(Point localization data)
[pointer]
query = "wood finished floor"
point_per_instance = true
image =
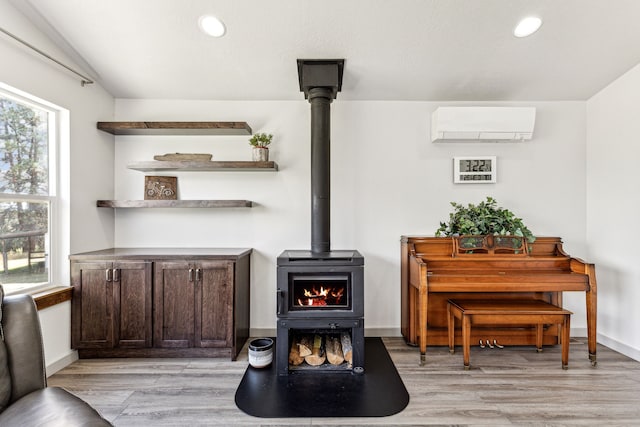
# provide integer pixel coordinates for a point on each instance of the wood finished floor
(505, 387)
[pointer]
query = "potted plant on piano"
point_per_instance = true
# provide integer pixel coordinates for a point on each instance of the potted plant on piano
(486, 228)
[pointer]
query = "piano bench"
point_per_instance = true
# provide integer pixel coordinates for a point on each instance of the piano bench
(507, 312)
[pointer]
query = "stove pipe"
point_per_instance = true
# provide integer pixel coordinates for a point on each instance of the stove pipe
(320, 80)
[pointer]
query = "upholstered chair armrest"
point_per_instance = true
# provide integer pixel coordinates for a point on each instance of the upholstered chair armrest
(25, 351)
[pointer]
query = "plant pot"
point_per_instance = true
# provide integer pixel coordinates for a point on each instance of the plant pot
(260, 154)
(260, 352)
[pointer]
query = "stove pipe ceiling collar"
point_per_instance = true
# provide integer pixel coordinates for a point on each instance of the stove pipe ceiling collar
(320, 80)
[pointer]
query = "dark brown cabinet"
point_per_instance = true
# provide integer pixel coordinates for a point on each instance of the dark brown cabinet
(193, 303)
(160, 302)
(111, 304)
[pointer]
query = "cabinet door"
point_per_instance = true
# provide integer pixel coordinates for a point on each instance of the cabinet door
(174, 304)
(92, 305)
(214, 304)
(132, 289)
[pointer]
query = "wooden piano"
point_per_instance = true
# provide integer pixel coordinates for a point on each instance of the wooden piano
(434, 270)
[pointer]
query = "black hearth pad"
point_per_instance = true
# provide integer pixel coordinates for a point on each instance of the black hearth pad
(379, 392)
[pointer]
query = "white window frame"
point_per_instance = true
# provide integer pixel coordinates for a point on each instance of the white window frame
(58, 122)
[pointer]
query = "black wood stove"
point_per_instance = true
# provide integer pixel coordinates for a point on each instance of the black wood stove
(320, 291)
(322, 295)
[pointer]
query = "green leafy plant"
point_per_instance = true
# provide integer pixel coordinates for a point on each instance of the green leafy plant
(261, 140)
(486, 218)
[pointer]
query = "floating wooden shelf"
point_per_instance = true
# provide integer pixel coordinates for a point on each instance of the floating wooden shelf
(174, 203)
(202, 166)
(175, 128)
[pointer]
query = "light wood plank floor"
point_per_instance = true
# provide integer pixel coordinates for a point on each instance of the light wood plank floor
(505, 387)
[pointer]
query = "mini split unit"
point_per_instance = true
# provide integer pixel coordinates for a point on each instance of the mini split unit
(487, 124)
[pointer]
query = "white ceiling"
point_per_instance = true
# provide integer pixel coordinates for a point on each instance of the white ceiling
(433, 50)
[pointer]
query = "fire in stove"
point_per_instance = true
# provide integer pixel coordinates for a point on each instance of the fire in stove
(319, 294)
(322, 297)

WORK ORDER
Leaving out the pictures, return the records exactly as given.

SOLUTION TO THIS EXERCISE
[pointer]
query = "wood finished floor"
point_per_instance = true
image =
# provide integer pixel coordinates for a point on each instance of the wood finished floor
(505, 387)
[pointer]
query = "potted plant on piano"
point_per_instance = true
# provide integer pixel coordinates for a point on each instance of the potted plant on piano
(486, 228)
[pointer]
query = "piano bench"
point_per_instance = true
# provide integer pixel coordinates for a point on each instance of the piano bench
(507, 312)
[pointer]
query = "stove pipe"
point_per_instance = true
# provide integer pixel coordinates for a point on each instance of the stove pipe
(320, 80)
[pointer]
query = "upholstered chair armrest"
point_per_instance = true
# provide integer pixel coordinates for a point on each instance of the upholstered chair armrest
(25, 351)
[pointer]
query = "plant pot"
point_per_instance = true
# provide integer pixel coordinates for a point on each instance of the plant pot
(260, 154)
(260, 352)
[pointer]
query = "stove pipe ceiling collar"
point_per_instance = true
# provide integer pixel coordinates for a point on each instance of the stove pipe ceiling collar
(320, 80)
[pointer]
query = "dark brown cabinet"
point_per_instance = true
# provide integer pixel coordinates for a point on each instance of the dark brown cabinet
(193, 303)
(160, 302)
(111, 304)
[pointer]
query = "cabinet door"
point_per_instance = true
# provide integer pixel coordinates for a point on each instance of the cabinet door
(174, 304)
(92, 305)
(214, 304)
(132, 289)
[pointer]
query = "wooden piano"
point_per_instance = true
# provide integer pixel coordinates for a point on each instance of the wooden piano
(434, 270)
[pointer]
query = "black hearth pad"
point_per_instance = true
# provide integer pixel coordinates for a point on each instance of the black hearth pad
(379, 392)
[pointer]
query = "white window frame"
point_per_instance = true
# provide integer pixel coordinates for a point on each instance of the white window frame
(58, 122)
[pointer]
query = "black wood stove"
point_per_instance = true
# provide integer pixel coordinates for a point on each instance of the black wood stove
(320, 291)
(322, 295)
[pointer]
query = "green leafy plant"
point_per_instance = true
# provide integer pixel coordinates for a point on each instance of the green leafy plant
(261, 140)
(486, 218)
[pointer]
query = "floating wooden shelf"
point_per_instance = true
# provide integer pixel coordinates for a point on each instance of the floating wooden shelf
(174, 203)
(202, 166)
(175, 128)
[pointer]
query = "light wood plank floor"
point_per_instance = true
# provide integer pixel coordinates for a point on each instance of the light wood plank floor
(505, 387)
[pointer]
query = "mini split unit"
point_per_instance = true
# provide integer pixel coordinates for a point on each instance of the mini split unit
(487, 124)
[pointer]
query = "white ceiling"
point_per_instance = true
# provide integer pixel coordinates for a point on each instance of the white ceiling
(433, 50)
[pointer]
query = "fire in stove"
point_per_instance = true
# provide integer pixel coordinates for a point on each instance of the fire in stove
(319, 294)
(322, 297)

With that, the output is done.